Top of Text provided

We've developed revolutionary methods that will help us incorporate tailings into our reclamation program and use them in the construction of new landscapes.
Fine tails are a byproduct of the oil sand extraction process, containing suspended silts, clays and hydrocarbon residues - all of which are naturally found in the oil sands deposits. Currently, they are contained in a tailings settling basin, which is a safe and effective way of managing fine tailings during the operating period. However, this is not the final solution.
We are currently implementing a multi-pronged approach to manage tailings and comply with government regulations as specified in the Energy Resources and Conservation Board (ERCB) Directive 074. The ERCB has approved our plan, which, after 2015, is expected to exceed the requirements of the directive. Toward this, we are developing and deploying three technologies:
Further information on Directive 074 and our detailed plan can be found at www.ercb.ca
Read an article on Syncrude tailings reclamation at Alberta Oil Magazine
We are demonstrating how fresh water can be layered over a deposit of fine tails to form a lake. This is called water capping. Our research with test ponds has shown that these lakes will evolve into natural ecosystems and, over time, support healthy communities of aquatic plants, animals and fish.
Another approach to tailings management is Composite Tails (CT), which combines fine tails with gypsum and sand as the tailings are deposited. This mixture causes the tailings to settle faster, enabling us to develop landscapes that support grass, trees and wetlands. Technologies like CT give us the ability to create broadly diverse landscapes that help fulfill our commitment to reclaim the land to a stable and biologically self-sustaining state.
We are also using centrifuge technology as an additional method to manage our tailings. This technology involves putting tailings through vessels where a spinning action separates out the water. Released water will be recycled for plant operations. The soil product of the centrifuge process has sufficient density and strength to be placed in deposits, then capped and reclaimed. Extensive field tests have been done on this technology with the support of CanmetENERGY in Devon, Alberta.
We are implementing centrifuge technology in two stages - a commercial-scale plant began operations in 2012 and a $1.9 billion full-scale commercial plant will start up in 2015.

Bottom of Text provided
Top of Information supplied

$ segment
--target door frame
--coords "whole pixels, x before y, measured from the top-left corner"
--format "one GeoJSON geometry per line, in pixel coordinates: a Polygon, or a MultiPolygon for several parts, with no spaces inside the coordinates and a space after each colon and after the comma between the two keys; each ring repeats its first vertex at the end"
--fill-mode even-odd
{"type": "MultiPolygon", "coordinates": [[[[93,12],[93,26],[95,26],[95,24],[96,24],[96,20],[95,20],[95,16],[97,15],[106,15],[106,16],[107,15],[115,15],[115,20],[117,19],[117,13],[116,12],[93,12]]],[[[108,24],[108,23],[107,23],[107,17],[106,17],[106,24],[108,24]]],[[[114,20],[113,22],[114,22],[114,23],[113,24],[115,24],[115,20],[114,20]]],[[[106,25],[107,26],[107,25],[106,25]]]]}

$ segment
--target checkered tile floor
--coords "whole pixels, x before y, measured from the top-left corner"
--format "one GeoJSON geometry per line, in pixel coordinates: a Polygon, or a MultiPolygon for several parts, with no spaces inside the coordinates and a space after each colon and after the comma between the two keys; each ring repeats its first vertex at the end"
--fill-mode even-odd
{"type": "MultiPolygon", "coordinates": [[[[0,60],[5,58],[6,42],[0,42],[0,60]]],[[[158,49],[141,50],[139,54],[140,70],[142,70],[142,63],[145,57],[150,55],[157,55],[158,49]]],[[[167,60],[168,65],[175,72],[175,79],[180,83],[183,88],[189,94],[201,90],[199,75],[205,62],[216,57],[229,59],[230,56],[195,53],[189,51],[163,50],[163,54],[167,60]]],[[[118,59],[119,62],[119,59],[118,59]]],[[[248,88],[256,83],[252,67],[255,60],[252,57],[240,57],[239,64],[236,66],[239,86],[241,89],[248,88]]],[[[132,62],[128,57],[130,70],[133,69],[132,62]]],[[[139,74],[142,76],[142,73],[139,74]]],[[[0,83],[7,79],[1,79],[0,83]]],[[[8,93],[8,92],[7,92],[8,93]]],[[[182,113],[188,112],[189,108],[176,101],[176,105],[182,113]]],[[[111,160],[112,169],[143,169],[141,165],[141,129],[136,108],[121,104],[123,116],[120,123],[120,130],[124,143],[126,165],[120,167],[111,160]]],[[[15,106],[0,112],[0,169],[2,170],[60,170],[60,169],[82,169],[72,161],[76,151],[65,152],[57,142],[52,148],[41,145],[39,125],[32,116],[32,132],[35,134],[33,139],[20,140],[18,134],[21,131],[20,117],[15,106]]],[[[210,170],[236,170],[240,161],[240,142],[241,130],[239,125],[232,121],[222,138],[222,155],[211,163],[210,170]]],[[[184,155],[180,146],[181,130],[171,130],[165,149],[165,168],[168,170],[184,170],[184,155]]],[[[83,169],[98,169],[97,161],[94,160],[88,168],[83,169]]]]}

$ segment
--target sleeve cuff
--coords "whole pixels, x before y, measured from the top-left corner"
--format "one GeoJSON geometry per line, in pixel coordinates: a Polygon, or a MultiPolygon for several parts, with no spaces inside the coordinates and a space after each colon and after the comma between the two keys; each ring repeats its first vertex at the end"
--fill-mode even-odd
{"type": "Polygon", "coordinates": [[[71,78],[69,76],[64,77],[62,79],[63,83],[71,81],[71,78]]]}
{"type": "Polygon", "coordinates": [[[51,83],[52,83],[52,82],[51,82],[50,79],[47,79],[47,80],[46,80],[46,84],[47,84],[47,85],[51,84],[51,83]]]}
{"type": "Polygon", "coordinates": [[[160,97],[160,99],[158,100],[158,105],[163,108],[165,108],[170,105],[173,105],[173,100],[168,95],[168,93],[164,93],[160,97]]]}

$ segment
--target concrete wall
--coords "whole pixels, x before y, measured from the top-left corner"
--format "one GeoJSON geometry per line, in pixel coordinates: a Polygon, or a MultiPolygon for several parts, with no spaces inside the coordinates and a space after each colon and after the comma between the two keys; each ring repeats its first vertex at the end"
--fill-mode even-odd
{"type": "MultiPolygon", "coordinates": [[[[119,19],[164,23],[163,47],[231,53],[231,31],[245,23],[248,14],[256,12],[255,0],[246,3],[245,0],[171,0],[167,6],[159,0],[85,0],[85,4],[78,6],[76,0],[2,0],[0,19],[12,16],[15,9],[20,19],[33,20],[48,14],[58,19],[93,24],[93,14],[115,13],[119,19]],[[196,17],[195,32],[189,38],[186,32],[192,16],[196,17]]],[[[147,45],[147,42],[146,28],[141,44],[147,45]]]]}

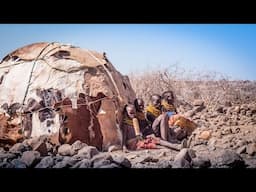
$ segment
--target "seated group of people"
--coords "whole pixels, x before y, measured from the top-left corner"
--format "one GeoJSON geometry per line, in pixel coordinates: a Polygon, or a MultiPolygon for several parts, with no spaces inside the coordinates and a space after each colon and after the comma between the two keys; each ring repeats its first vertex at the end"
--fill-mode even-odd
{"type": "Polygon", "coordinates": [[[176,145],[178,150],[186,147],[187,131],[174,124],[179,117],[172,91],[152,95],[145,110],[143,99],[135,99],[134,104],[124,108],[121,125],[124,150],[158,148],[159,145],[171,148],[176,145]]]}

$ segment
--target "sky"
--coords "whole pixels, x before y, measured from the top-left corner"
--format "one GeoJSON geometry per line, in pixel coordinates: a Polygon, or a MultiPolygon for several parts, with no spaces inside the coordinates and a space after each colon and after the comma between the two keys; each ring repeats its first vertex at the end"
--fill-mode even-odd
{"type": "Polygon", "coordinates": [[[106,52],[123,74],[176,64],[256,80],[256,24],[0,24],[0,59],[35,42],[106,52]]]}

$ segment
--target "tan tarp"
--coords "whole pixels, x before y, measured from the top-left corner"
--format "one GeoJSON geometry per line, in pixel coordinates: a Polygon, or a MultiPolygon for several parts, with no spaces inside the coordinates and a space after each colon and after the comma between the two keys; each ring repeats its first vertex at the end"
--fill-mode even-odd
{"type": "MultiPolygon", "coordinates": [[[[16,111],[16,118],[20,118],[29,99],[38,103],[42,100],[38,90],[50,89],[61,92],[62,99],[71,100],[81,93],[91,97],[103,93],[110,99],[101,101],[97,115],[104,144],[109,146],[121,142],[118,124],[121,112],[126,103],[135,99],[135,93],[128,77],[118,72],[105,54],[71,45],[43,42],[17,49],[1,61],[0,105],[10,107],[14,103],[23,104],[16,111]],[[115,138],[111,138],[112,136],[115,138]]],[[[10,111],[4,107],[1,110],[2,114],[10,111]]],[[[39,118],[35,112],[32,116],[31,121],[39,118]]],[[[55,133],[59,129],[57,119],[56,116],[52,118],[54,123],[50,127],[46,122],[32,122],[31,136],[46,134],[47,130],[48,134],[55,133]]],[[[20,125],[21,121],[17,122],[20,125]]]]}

Bottom of Information supplied
Top of Information supplied

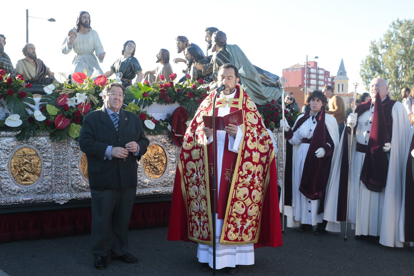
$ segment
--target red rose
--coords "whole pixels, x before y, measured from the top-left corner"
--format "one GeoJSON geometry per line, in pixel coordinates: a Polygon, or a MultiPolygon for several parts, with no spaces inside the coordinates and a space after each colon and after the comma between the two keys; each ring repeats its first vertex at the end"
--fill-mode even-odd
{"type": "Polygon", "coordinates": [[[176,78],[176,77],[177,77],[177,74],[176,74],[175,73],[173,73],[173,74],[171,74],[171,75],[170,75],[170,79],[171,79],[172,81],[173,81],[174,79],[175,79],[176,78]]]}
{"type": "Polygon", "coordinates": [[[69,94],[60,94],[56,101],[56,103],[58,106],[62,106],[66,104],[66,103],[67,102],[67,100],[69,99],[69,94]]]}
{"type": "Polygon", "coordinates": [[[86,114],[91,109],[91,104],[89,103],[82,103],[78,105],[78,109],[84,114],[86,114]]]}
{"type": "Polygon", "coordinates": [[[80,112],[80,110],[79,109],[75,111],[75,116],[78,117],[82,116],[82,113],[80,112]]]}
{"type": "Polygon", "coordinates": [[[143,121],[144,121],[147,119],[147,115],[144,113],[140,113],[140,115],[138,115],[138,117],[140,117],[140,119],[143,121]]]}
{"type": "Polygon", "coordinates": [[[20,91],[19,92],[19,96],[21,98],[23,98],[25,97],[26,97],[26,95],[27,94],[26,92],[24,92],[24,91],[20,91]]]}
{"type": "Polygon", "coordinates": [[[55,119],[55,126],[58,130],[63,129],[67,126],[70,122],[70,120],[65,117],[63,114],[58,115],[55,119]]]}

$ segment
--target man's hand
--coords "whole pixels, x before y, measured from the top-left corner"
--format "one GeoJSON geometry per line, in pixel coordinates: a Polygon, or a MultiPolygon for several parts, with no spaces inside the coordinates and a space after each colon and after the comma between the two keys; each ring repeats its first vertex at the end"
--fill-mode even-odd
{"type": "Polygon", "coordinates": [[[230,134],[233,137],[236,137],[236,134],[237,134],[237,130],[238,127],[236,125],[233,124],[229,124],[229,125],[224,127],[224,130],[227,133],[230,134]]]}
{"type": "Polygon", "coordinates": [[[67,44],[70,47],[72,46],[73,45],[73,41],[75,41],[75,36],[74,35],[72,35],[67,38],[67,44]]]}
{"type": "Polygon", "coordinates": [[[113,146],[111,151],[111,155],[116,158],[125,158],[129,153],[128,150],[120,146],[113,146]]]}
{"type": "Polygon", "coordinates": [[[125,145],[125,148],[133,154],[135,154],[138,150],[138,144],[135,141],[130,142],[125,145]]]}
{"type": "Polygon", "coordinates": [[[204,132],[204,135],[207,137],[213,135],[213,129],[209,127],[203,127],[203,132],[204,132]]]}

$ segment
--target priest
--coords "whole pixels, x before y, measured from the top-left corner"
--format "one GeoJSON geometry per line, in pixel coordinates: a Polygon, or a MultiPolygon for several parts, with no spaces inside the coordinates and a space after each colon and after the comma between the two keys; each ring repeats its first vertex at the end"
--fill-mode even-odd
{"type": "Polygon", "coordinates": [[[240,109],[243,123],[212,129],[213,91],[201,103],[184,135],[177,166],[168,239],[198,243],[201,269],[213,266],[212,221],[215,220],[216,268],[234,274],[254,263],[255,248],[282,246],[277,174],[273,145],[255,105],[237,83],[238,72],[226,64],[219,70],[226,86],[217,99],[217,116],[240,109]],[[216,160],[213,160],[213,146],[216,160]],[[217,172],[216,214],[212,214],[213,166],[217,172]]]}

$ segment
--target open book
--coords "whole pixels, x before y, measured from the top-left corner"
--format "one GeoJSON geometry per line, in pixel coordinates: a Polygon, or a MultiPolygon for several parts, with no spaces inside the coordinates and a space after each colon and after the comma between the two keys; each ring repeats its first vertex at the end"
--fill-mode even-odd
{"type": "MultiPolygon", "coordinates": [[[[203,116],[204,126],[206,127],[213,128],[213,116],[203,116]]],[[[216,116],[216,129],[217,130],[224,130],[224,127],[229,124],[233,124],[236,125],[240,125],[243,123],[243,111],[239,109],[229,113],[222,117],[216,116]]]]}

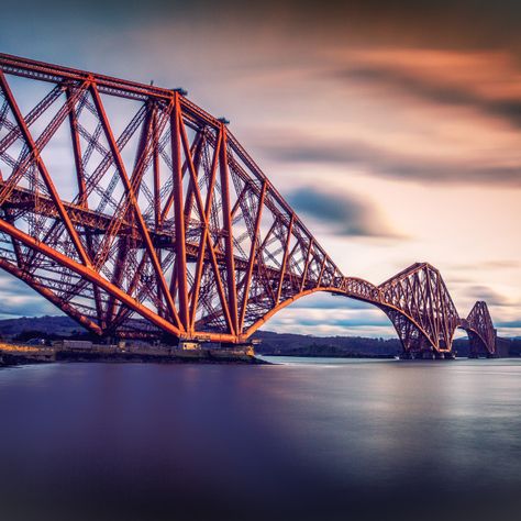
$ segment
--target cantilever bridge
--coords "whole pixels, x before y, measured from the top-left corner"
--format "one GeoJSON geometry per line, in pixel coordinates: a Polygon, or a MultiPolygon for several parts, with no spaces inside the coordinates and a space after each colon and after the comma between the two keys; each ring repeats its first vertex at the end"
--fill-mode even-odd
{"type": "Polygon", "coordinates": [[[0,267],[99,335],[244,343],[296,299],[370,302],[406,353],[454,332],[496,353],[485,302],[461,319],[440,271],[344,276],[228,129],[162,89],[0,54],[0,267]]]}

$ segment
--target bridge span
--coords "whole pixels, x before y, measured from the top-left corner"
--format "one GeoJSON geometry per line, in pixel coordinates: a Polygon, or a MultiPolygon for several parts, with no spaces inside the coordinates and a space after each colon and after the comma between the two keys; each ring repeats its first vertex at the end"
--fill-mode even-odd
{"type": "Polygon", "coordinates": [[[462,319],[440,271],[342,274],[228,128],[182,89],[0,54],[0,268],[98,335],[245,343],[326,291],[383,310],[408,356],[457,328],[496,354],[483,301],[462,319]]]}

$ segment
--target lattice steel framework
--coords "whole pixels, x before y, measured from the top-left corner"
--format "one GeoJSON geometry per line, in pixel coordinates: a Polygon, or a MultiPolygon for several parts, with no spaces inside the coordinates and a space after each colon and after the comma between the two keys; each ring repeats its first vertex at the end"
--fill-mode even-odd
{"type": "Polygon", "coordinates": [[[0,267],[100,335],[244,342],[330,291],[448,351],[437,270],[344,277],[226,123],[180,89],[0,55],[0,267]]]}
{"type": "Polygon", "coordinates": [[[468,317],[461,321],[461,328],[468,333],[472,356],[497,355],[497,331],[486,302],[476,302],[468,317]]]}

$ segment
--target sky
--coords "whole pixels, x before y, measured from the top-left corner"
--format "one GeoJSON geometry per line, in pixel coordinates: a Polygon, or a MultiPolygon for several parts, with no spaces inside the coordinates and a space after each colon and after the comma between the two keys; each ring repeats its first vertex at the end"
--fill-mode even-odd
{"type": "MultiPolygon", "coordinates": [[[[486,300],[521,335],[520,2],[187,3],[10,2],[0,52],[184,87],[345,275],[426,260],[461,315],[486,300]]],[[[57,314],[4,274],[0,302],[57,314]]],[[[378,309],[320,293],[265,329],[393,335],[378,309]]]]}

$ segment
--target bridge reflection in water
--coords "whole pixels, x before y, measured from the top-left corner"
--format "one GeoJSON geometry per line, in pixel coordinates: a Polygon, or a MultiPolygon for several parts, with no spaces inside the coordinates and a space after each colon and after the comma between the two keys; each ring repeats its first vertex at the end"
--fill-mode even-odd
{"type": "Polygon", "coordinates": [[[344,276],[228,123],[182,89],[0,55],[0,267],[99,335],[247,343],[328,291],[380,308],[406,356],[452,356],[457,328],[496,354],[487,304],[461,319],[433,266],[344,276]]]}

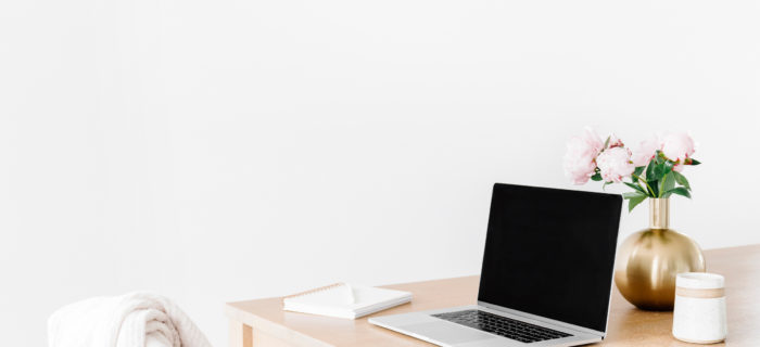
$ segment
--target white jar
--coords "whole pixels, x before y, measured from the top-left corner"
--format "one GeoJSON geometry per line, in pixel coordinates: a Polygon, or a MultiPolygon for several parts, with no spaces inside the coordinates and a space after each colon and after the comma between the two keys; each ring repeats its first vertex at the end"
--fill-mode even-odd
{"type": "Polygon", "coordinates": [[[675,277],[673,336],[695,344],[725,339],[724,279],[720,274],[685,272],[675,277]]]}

Bottom of Information supplied

Translate this sentence from the text on oil sands tailings above into Spanish: "This technology involves putting tailings through vessels where a spinning action separates out the water."

Esta tecnología consiste en hacer pasar los relaves por recipientes donde un movimiento giratorio separa el agua.